* _WHAT YOU SHOULD DO_: Beginning with the line that contains "Target: bird's yellow wattle", output each line below exactly through the last one, both included, and nothing else.

* _RECORDS TO USE_:
________________________

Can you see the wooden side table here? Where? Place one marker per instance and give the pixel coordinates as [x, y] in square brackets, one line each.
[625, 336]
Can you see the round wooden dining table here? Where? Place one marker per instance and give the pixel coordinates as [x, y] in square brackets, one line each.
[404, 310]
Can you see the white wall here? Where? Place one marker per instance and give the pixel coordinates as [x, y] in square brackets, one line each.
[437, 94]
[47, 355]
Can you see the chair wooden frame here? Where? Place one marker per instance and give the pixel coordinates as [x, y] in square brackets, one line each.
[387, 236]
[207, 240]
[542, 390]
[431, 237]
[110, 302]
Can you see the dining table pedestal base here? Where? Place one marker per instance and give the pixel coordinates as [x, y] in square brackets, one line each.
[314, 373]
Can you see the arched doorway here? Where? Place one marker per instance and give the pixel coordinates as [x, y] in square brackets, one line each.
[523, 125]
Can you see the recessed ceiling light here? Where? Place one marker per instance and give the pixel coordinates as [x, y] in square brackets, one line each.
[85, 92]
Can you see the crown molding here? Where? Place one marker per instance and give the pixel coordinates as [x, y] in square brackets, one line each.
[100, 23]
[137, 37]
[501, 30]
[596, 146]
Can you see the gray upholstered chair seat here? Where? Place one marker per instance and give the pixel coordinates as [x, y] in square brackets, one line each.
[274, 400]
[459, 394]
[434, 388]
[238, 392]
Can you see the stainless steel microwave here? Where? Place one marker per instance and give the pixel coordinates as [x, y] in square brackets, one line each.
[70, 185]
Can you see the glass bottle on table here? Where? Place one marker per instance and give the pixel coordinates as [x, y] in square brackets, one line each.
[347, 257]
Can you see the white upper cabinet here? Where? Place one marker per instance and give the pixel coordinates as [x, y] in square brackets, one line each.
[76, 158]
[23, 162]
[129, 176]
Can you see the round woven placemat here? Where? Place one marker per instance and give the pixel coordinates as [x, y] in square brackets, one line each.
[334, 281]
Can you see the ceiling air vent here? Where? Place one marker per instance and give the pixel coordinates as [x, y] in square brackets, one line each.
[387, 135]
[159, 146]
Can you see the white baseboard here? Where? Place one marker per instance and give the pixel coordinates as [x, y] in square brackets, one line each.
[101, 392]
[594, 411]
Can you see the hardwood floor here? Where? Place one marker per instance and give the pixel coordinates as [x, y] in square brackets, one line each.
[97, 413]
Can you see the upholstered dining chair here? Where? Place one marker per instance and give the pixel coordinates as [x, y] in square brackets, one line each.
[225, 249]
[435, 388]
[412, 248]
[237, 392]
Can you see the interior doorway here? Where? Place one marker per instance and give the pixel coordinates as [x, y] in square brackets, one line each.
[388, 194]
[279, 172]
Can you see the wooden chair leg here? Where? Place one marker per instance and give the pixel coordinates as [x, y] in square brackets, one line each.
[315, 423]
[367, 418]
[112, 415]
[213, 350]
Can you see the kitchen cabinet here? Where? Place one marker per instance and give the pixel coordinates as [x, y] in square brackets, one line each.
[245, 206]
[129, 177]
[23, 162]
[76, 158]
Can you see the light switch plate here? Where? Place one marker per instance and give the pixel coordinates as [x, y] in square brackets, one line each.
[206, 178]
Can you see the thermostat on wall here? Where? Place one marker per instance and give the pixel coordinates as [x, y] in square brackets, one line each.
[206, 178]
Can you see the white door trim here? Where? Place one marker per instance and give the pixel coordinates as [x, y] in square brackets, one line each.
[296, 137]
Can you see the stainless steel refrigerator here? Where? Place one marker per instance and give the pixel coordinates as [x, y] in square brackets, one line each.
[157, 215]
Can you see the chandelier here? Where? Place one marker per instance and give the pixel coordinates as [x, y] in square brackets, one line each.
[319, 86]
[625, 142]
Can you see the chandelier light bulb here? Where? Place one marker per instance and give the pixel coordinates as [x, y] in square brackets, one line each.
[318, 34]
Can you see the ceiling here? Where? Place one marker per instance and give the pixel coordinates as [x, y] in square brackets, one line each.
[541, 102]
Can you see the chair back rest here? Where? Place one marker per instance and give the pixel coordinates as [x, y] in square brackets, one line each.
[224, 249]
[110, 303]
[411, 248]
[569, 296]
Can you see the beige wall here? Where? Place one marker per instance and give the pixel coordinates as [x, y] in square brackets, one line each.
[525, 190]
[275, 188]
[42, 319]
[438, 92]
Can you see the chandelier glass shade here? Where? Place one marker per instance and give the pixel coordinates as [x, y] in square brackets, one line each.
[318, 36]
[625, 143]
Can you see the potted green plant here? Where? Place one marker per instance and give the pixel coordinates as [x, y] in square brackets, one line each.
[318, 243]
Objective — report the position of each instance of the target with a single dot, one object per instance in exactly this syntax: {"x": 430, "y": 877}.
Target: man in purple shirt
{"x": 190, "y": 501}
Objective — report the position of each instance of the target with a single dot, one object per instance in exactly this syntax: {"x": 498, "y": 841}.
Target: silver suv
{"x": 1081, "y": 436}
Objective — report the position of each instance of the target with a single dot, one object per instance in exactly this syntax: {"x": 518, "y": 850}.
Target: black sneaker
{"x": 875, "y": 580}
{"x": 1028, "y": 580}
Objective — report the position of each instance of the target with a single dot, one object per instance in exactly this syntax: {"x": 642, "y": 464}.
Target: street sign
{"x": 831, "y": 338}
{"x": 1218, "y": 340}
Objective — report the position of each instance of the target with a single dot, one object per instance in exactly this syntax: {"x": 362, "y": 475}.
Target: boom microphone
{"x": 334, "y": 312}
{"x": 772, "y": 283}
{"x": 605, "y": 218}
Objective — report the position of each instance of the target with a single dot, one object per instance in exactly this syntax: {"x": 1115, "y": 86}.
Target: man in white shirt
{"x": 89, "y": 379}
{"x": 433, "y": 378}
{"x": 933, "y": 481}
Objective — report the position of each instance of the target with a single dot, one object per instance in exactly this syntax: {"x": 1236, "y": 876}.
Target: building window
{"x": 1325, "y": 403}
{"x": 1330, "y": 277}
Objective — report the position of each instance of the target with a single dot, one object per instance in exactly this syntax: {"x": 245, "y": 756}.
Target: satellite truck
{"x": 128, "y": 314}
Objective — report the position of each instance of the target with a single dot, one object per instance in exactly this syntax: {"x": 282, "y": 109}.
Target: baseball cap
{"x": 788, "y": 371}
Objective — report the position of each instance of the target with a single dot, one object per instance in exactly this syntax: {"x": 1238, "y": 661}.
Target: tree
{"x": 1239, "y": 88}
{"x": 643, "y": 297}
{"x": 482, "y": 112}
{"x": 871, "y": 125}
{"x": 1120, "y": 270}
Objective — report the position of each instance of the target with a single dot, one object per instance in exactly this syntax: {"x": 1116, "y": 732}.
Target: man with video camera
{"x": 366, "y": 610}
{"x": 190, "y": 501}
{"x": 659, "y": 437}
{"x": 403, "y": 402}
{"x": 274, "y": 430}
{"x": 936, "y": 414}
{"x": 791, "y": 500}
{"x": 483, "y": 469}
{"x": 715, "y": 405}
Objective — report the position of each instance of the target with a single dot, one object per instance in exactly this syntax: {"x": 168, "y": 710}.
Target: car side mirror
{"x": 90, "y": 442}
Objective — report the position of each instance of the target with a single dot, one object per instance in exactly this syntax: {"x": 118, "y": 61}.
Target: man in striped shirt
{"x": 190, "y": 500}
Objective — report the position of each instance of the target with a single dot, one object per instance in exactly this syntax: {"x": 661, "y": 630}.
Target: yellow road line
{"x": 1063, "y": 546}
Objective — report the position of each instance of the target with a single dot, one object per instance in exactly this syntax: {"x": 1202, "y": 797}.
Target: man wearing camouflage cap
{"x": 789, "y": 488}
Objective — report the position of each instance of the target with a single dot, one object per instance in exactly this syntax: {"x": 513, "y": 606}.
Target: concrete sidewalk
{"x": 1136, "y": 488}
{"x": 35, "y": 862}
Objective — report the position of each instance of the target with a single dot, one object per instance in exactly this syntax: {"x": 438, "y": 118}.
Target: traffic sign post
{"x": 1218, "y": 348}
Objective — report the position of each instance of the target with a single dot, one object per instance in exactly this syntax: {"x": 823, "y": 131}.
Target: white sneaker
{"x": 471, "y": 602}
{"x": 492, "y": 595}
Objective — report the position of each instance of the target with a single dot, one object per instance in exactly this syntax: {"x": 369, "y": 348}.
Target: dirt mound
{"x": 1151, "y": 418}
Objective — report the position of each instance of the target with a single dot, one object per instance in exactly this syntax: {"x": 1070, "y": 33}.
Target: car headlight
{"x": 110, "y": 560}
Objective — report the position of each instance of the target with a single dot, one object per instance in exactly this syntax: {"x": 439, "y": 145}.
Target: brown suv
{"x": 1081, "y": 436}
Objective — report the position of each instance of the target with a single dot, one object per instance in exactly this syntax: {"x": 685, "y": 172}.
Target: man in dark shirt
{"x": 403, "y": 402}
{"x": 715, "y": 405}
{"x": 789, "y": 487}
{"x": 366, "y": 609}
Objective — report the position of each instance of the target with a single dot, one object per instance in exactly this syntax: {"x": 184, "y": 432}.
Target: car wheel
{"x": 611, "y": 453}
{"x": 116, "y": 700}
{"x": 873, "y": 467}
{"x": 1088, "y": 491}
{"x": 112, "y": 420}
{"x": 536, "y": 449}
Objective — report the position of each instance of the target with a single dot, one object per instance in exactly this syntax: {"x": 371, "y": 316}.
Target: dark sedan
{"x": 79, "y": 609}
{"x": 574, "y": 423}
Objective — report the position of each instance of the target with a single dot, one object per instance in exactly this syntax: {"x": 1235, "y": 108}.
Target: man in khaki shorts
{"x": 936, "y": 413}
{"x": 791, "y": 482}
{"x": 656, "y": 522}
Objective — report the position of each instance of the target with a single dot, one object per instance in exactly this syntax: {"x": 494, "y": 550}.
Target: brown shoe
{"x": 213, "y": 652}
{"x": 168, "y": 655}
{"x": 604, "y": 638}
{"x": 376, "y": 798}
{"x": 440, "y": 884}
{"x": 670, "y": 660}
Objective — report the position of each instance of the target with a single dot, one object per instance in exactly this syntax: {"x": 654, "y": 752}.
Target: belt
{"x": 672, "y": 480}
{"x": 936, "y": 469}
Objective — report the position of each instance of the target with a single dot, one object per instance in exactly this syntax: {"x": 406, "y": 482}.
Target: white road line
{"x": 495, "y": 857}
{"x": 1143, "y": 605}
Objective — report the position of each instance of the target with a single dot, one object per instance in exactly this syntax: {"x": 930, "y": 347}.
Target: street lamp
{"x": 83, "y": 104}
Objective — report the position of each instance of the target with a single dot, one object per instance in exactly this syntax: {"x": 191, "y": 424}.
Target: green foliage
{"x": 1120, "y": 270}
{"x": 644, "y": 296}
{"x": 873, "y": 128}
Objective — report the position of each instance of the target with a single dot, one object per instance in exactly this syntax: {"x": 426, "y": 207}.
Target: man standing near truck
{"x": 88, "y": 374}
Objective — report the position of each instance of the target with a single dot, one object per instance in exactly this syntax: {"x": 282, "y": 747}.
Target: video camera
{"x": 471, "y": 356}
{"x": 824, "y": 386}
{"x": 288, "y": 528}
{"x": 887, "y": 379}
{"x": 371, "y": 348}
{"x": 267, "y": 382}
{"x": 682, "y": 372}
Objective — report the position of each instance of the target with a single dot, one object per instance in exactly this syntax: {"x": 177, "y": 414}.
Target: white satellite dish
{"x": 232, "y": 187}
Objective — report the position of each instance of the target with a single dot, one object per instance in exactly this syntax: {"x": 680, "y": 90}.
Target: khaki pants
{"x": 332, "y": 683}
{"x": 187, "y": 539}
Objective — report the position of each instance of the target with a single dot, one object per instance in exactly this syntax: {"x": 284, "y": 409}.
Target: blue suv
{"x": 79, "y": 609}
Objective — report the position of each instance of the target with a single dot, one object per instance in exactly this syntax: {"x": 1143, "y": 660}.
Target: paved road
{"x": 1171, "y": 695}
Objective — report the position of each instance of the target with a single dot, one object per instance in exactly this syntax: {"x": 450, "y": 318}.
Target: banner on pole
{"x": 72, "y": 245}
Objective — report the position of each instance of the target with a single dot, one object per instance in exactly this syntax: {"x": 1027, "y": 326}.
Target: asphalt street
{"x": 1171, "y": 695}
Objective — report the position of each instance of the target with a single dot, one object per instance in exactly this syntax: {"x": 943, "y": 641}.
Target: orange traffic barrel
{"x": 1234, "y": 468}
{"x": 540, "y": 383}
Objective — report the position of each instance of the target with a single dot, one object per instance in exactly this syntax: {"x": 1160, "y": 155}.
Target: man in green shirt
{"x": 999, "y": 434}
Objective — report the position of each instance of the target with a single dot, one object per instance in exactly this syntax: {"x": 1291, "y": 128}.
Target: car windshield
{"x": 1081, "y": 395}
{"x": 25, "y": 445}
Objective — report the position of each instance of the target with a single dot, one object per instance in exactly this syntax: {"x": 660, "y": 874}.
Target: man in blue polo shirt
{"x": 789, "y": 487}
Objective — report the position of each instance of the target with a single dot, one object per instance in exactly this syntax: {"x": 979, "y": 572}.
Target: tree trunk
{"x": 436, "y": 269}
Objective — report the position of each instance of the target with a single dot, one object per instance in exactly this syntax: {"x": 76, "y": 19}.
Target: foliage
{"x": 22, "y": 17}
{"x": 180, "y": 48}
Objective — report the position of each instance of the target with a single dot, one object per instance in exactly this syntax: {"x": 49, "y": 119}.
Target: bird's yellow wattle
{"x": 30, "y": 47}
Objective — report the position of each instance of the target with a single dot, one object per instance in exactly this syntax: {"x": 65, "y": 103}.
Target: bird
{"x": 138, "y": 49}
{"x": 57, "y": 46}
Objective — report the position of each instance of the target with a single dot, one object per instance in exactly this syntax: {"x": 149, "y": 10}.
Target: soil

________________________

* _RESPONSE BELOW_:
Target: bird's yellow wattle
{"x": 30, "y": 47}
Objective — report the position of each instance of the target with a single dot, one object per instance in exactly this syntax: {"x": 65, "y": 103}.
Target: bird
{"x": 138, "y": 49}
{"x": 57, "y": 46}
Objective — report the position of each instance of the target with a single dot, one object per instance in exactly this syntax: {"x": 149, "y": 10}.
Target: soil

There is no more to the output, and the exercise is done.